WHAT THE TASK ASKS:
Please reproduce the material below with "instance" swapped for "occurrence" wherever it occurs, keeping everything else the same.

DATA ROWS:
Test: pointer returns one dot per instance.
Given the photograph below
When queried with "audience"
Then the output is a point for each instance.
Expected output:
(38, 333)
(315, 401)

EXPECTED ANSWER:
Test: pointer returns one dot per occurrence.
Given the photograph below
When queried with "audience"
Then the output is a point for each occurrence.
Expected output:
(38, 333)
(315, 401)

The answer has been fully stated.